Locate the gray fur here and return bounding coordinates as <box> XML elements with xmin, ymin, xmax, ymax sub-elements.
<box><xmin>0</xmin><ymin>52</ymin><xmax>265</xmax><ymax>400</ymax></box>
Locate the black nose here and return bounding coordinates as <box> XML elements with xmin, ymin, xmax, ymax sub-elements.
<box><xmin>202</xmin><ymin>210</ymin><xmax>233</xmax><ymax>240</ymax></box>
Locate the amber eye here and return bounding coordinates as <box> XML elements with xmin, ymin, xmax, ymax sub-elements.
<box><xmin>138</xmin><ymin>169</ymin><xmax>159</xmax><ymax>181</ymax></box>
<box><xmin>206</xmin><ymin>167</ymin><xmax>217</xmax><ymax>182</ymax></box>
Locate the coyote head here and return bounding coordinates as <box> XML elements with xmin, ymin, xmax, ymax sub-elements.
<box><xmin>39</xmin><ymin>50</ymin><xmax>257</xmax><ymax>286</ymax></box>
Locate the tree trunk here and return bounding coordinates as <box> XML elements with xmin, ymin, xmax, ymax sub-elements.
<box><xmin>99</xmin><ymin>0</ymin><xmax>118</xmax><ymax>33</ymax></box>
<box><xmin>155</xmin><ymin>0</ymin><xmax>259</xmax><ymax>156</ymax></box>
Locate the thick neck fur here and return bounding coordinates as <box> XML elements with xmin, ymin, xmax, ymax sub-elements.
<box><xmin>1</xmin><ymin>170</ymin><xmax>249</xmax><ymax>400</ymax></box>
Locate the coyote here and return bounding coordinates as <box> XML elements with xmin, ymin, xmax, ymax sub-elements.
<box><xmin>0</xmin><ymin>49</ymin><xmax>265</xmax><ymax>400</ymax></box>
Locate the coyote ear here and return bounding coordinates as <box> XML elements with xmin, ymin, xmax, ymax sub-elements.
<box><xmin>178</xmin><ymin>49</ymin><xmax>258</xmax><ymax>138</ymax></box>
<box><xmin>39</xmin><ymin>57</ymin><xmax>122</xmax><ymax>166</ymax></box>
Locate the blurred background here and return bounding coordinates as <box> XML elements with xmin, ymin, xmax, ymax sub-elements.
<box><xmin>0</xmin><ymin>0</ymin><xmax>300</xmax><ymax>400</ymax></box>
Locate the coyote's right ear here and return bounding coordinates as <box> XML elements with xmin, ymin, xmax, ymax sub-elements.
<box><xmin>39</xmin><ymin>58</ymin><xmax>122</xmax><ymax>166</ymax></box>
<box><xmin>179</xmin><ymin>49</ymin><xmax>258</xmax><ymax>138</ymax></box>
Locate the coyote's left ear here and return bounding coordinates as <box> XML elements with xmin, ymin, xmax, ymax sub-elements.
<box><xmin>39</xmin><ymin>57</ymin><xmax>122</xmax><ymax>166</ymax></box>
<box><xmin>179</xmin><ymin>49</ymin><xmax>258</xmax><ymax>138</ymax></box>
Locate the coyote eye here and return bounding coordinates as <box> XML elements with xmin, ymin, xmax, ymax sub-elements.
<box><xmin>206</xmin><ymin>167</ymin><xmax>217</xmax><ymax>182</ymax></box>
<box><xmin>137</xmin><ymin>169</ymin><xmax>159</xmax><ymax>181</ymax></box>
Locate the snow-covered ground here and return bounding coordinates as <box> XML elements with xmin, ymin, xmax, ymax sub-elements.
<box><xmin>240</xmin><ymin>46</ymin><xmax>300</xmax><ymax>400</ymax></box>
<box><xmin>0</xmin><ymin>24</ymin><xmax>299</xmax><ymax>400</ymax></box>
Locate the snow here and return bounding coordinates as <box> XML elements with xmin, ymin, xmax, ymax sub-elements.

* [WHAT YOU NEED TO DO]: Print the records again in their entirety, character for character.

* [ANSWER TO THE EXERCISE]:
Locate the gray fur here and return bounding coordinates as <box> XML elements with xmin, ymin, xmax, ymax sub-elements.
<box><xmin>0</xmin><ymin>52</ymin><xmax>265</xmax><ymax>400</ymax></box>
Locate the black nose here and return bounding coordinates as <box> XML elements with xmin, ymin, xmax, ymax sub-elements.
<box><xmin>202</xmin><ymin>210</ymin><xmax>233</xmax><ymax>240</ymax></box>
Locate the amber eye here and return bounding coordinates as <box> XML elements with xmin, ymin, xmax, ymax sub-elements.
<box><xmin>138</xmin><ymin>169</ymin><xmax>159</xmax><ymax>181</ymax></box>
<box><xmin>206</xmin><ymin>167</ymin><xmax>217</xmax><ymax>182</ymax></box>
Locate the coyote head here and return bounding coordinates as <box> XML elements with xmin, ymin, xmax, ymax sub-elements.
<box><xmin>39</xmin><ymin>50</ymin><xmax>257</xmax><ymax>286</ymax></box>
Locate the tree trunk here and return bounding coordinates as <box> XML elements with xmin, ymin, xmax, ymax sub-elements.
<box><xmin>99</xmin><ymin>0</ymin><xmax>118</xmax><ymax>33</ymax></box>
<box><xmin>155</xmin><ymin>0</ymin><xmax>259</xmax><ymax>156</ymax></box>
Locate the thick neck fur here and return bounding coordinates as <box> XML elements with xmin, ymin, xmax, ymax sub-elements.
<box><xmin>1</xmin><ymin>170</ymin><xmax>249</xmax><ymax>400</ymax></box>
Locate the coyote here and return bounding coordinates as <box> XML elements with xmin, ymin, xmax, ymax sub-elements.
<box><xmin>0</xmin><ymin>49</ymin><xmax>265</xmax><ymax>400</ymax></box>
Locate the coyote ear here and return bounding coordinates as <box> XML elements with xmin, ymin, xmax, ymax sub-elements.
<box><xmin>178</xmin><ymin>49</ymin><xmax>258</xmax><ymax>138</ymax></box>
<box><xmin>39</xmin><ymin>57</ymin><xmax>122</xmax><ymax>166</ymax></box>
Locate the blurred background here and return bounding coordinates as <box> XML elements with xmin, ymin, xmax, ymax sub-elements.
<box><xmin>0</xmin><ymin>0</ymin><xmax>300</xmax><ymax>400</ymax></box>
Locate the coyote's right ear here and return bounding coordinates as <box> XML elements with xmin, ymin, xmax, ymax sub-elements.
<box><xmin>39</xmin><ymin>58</ymin><xmax>122</xmax><ymax>166</ymax></box>
<box><xmin>179</xmin><ymin>49</ymin><xmax>258</xmax><ymax>138</ymax></box>
Locate the coyote's left ear here and return bounding coordinates as <box> XML elements with xmin, ymin, xmax, ymax sub-elements.
<box><xmin>39</xmin><ymin>57</ymin><xmax>122</xmax><ymax>166</ymax></box>
<box><xmin>179</xmin><ymin>49</ymin><xmax>258</xmax><ymax>138</ymax></box>
Locate the coyote eye here and return bounding coordinates as <box> XML elements with xmin, ymin, xmax, ymax sub-elements.
<box><xmin>206</xmin><ymin>167</ymin><xmax>217</xmax><ymax>182</ymax></box>
<box><xmin>137</xmin><ymin>169</ymin><xmax>159</xmax><ymax>181</ymax></box>
Locate the snow-covered ground here and return bounding coordinates as <box> XML elements with xmin, ymin, xmax, ymax sub-elements.
<box><xmin>240</xmin><ymin>46</ymin><xmax>300</xmax><ymax>400</ymax></box>
<box><xmin>0</xmin><ymin>24</ymin><xmax>299</xmax><ymax>400</ymax></box>
Locate the snow here and return bounding coordinates as <box> XML elements with xmin, ymin, xmax, ymax sub-elements.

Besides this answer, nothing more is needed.